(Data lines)
-------------------------

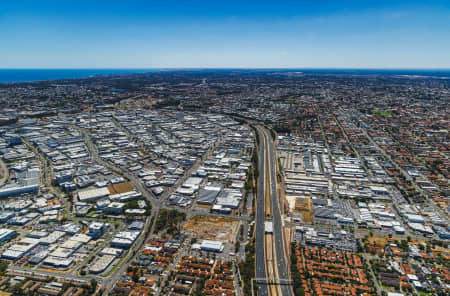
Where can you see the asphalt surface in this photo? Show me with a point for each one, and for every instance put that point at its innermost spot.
(276, 220)
(277, 224)
(259, 224)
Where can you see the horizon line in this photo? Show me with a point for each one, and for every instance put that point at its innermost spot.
(230, 68)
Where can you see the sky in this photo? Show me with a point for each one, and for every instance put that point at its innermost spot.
(224, 34)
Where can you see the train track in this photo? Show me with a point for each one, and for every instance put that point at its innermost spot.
(269, 246)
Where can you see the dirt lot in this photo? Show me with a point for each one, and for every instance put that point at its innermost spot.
(379, 240)
(213, 228)
(120, 187)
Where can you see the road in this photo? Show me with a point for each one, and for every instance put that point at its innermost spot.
(5, 172)
(268, 188)
(259, 224)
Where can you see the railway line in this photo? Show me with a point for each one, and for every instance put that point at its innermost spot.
(269, 243)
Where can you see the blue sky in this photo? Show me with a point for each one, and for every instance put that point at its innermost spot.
(255, 34)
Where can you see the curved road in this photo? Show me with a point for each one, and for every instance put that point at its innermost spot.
(282, 265)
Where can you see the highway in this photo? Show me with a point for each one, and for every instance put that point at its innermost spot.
(271, 261)
(259, 230)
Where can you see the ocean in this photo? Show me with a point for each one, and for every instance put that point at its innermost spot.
(25, 75)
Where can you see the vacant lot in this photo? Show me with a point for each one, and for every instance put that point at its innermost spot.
(120, 187)
(213, 228)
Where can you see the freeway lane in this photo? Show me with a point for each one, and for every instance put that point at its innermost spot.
(259, 240)
(276, 220)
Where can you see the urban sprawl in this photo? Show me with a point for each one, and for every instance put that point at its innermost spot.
(226, 182)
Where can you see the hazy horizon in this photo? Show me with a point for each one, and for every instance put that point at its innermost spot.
(234, 34)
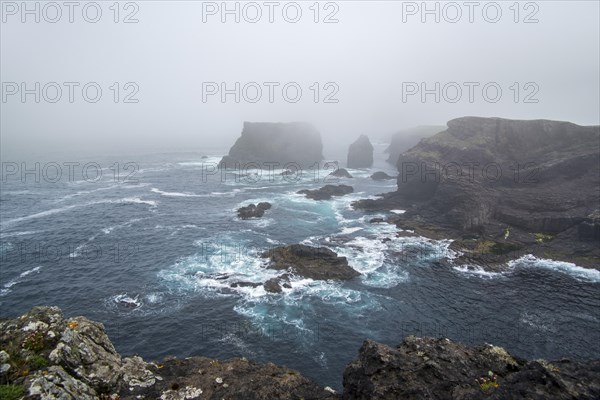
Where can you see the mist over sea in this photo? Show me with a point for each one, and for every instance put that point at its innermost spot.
(151, 247)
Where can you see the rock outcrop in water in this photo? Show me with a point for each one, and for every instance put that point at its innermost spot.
(327, 192)
(253, 210)
(341, 173)
(311, 262)
(504, 188)
(45, 356)
(427, 368)
(360, 153)
(297, 143)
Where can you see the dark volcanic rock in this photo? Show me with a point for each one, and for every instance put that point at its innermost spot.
(51, 357)
(327, 192)
(531, 184)
(360, 153)
(281, 143)
(253, 211)
(341, 173)
(427, 368)
(381, 176)
(311, 262)
(272, 286)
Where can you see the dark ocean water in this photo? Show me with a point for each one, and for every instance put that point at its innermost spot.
(152, 256)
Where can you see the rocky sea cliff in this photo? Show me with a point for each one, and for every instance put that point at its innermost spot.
(45, 355)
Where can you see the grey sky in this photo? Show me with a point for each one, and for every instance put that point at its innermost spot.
(368, 54)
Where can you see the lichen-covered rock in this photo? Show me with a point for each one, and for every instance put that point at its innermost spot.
(135, 373)
(79, 362)
(85, 351)
(440, 369)
(360, 153)
(55, 383)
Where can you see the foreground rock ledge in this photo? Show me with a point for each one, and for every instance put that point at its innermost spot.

-------------------------

▶ **Exercise prompt**
Return, without any changes, the stretch of the listing above from the line containing "Where can you see the rock outcrop" through the final line of the listing.

▶ **Exercise response**
Where can you see the rock outcrop in water in this photo? Show me with a point for each one, and for every instance put that point at its innermost spot.
(327, 192)
(253, 210)
(341, 173)
(311, 262)
(504, 188)
(45, 356)
(427, 368)
(360, 153)
(297, 143)
Where can you see the dark volcanic rock in this photo? Show me with a point for each one, and for every instance put that point at its innermost spot.
(51, 357)
(327, 192)
(531, 184)
(360, 153)
(281, 143)
(253, 211)
(341, 173)
(427, 368)
(381, 176)
(311, 262)
(272, 286)
Where can you see the dark ocean water in this photo? Show me with a point for each one, and for every instance put that point at its innermost spot.
(152, 256)
Where can you see the rocky sea cliff in this photo? Show me with a point for each one, and for every instance put that point at its innermost spot.
(45, 355)
Where can you see the grey sky in this photo? Show me with a point for each one, and for every instance put that point at its innermost spot.
(368, 54)
Where can you see the lichen-covered rock in this photo? Show me with a point for each one, and for every instance put that point at its innermost spot.
(135, 373)
(79, 362)
(85, 351)
(440, 369)
(360, 153)
(55, 383)
Where can you see the foreground rock ledge in this photo? Show me with a point for each one, and for every instance put that point at its innermost spot.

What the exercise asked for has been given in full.